* **DATOS PARA PROCESAR**:
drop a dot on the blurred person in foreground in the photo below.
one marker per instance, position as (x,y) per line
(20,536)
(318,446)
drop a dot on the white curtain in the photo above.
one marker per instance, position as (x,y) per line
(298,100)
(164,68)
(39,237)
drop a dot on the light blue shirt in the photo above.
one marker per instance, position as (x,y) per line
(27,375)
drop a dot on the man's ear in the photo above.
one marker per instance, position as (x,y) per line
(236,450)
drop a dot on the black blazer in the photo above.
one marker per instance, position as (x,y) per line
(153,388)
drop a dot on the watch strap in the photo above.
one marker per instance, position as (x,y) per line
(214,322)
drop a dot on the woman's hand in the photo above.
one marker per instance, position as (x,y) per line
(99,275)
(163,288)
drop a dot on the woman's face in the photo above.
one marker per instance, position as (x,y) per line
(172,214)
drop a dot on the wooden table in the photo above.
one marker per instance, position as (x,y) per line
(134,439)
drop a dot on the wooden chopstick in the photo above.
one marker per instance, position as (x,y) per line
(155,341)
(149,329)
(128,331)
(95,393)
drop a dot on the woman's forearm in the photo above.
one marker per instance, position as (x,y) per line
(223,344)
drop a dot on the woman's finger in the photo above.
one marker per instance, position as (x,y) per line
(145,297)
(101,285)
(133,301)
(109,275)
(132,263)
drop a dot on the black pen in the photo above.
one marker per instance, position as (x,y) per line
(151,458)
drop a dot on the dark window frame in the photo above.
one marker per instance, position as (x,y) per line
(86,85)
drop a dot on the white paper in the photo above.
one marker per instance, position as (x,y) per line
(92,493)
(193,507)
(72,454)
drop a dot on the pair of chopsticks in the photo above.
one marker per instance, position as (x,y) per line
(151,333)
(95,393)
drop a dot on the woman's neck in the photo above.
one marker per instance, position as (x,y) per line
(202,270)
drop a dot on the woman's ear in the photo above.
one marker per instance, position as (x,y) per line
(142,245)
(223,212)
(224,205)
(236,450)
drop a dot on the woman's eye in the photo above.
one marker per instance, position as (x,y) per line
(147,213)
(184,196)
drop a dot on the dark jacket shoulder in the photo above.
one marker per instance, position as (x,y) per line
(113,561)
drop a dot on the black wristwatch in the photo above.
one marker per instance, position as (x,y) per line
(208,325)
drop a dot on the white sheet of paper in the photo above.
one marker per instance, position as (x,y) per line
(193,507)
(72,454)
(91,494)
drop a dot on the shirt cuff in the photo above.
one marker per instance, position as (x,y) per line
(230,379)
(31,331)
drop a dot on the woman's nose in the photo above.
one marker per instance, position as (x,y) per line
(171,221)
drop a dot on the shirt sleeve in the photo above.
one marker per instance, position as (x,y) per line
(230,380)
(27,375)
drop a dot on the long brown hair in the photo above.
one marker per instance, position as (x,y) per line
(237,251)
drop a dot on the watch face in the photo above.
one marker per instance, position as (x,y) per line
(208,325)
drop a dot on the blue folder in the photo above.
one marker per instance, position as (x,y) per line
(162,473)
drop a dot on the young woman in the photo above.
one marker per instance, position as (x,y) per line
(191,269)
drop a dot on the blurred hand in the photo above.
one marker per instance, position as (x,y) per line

* **EJERCICIO PROPUESTO**: Reproduce todas las entradas de arriba, línea por línea y sin introducir ningún cambio.

* **RESULTADO DE LA TAREA**:
drop a dot on the blurred person in foreground in the photo below.
one marker per instance, position as (x,y) per line
(20,536)
(318,446)
drop a dot on the white curtain in the photo above.
one marker per instance, position as (x,y) per line
(298,100)
(164,68)
(39,237)
drop a dot on the light blue shirt in the photo above.
one marker per instance, position as (x,y) per line
(27,375)
drop a dot on the man's ear in the photo above.
one marker per instance, position as (x,y) per line
(236,450)
drop a dot on the black blazer in the photo above.
one marker per instance, position as (x,y) per line
(153,388)
drop a dot on the watch strap in the photo above.
one marker per instance, position as (x,y) per line
(214,322)
drop a dot on the woman's hand in the photo above.
one marker per instance, position as (x,y) per line
(99,275)
(163,288)
drop a dot on the woman's face in the photo above.
one marker per instance, position as (x,y) per line
(172,214)
drop a dot on the wooden table in the photo above.
one marker per instance, position as (x,y) per line
(134,439)
drop a dot on the wooden chopstick in the photo above.
one marker per instance, position as (x,y) per line
(155,341)
(149,329)
(128,331)
(95,393)
drop a dot on the woman's forearm in the photo above.
one marker per instance, position as (x,y) per line
(223,344)
drop a dot on the woman's finger in the photo above.
one marker per instance, position as (x,y) per line
(145,297)
(101,285)
(133,301)
(109,275)
(132,263)
drop a dot on the black pen in the photo above.
one marker per instance, position as (x,y) per line
(151,458)
drop a dot on the dark window frame in the photo above.
one marker per instance, position as (x,y) per line
(86,85)
drop a dot on the white paper in the photo above.
one marker per instance, position as (x,y) per line
(92,493)
(193,507)
(72,454)
drop a dot on the pair of chopsticks in the photo above.
one marker per instance, position as (x,y) per line
(151,333)
(95,393)
drop a dot on the woman's neck in the photo above.
one marker per instance, position as (x,y) per line
(202,270)
drop a dot on the woman's ear in the photo above.
one marker per instance, position as (x,y) per line
(142,245)
(223,212)
(224,205)
(236,450)
drop a dot on the woman's eye in the photo above.
one marker per instance, position as (x,y) per line
(147,213)
(184,196)
drop a dot on the dark jacket shoulder in the photo above.
one marker per instance, position as (x,y) per line
(113,561)
drop a dot on the black wristwatch in the photo above.
one marker per instance, position as (x,y) per line
(208,325)
drop a dot on the white sheet of paper in the photo above.
one marker per instance, position as (x,y) per line
(193,507)
(72,454)
(91,494)
drop a dot on the shirt cuff in the photo above.
one marker per instance, position as (x,y) per line
(230,379)
(31,331)
drop a dot on the woman's nose in the photo above.
one marker per instance, position as (x,y) per line
(171,221)
drop a dot on the shirt sleeve in the photo above.
one marker per instance, position as (x,y) per line
(230,380)
(27,375)
drop a dot on the long brown hair in the photo above.
one marker per instance, position as (x,y) per line
(237,251)
drop a dot on the watch face in the photo above.
one marker per instance, position as (x,y) per line
(208,325)
drop a dot on the blue folder in the photo above.
one marker per instance, position as (x,y) per line
(162,473)
drop a dot on the young woman in the photo above.
one marker per instance, position as (x,y) per line
(191,269)
drop a dot on the blurred hand in the photo above.
one marker per instance, position as (x,y) per line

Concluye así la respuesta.